> SUPPLIED DATA:
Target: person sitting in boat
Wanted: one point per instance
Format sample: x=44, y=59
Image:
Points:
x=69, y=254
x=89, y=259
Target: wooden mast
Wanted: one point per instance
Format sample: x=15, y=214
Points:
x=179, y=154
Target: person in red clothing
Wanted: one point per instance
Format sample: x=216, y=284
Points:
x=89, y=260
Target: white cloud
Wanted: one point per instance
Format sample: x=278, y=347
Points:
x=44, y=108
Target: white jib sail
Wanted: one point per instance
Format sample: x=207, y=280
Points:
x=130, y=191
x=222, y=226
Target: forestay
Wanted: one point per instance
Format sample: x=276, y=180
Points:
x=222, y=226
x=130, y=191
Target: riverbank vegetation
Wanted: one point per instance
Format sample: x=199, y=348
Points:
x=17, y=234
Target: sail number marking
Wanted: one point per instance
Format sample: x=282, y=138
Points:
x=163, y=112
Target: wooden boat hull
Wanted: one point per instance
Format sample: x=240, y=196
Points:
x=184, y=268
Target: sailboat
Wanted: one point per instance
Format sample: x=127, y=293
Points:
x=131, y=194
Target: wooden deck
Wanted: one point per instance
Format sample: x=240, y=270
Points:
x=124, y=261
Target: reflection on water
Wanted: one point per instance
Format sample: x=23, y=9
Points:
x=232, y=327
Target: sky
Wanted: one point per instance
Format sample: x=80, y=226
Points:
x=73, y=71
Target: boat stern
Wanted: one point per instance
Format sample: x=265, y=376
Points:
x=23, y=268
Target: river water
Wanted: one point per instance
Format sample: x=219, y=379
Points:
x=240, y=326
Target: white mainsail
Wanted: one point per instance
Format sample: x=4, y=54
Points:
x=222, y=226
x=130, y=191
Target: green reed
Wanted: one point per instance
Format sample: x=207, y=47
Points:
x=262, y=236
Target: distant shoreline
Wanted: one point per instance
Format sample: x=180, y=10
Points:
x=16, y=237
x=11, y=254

--

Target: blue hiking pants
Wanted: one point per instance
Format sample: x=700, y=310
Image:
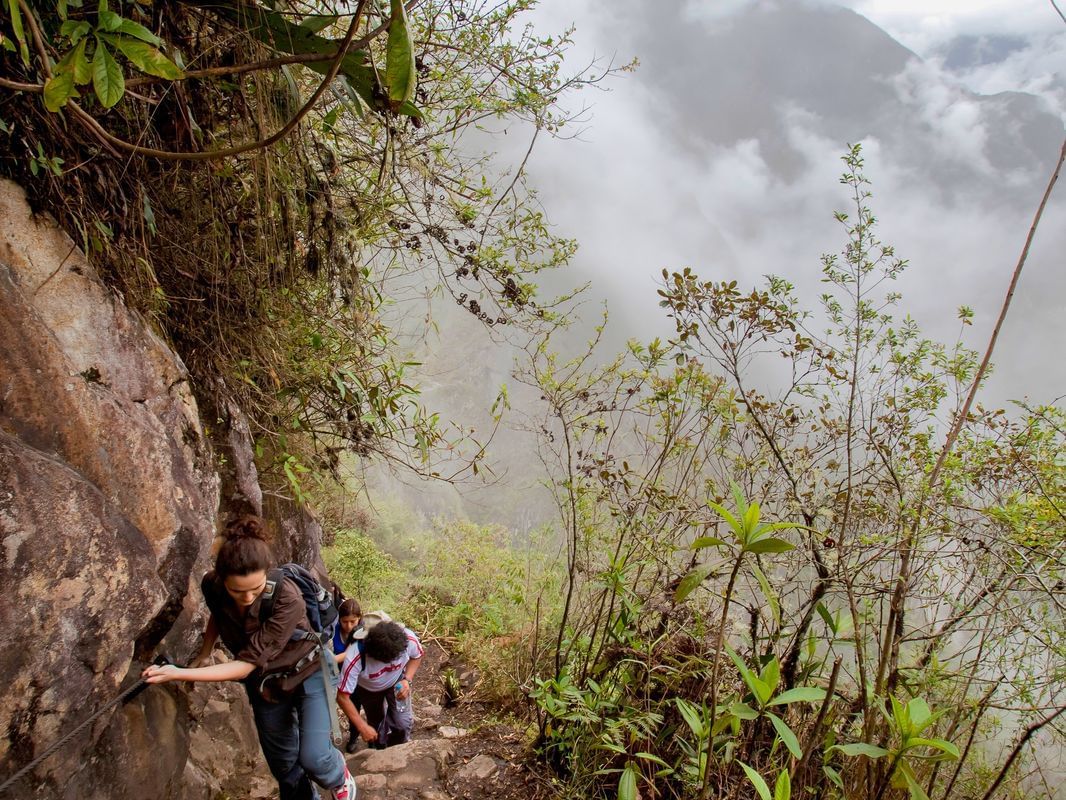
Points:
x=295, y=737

> WORK INSTRUCTIONS:
Write out only the records from the line holding "Target: riverbank vegetation" through the line holding "x=184, y=268", inclusive, with "instance" swapped for "occurrence" and everything else left unchanged.

> ANSWER:
Target: riverbank vegetation
Wanted: one point per occurrence
Format sample: x=199, y=348
Points:
x=17, y=234
Target: sail number marking
Wanted: one point per occurrence
Format sample: x=282, y=138
Points:
x=163, y=112
Target: wooden boat hull
Wanted: one point per occurrence
Format sample: x=240, y=196
Points:
x=184, y=268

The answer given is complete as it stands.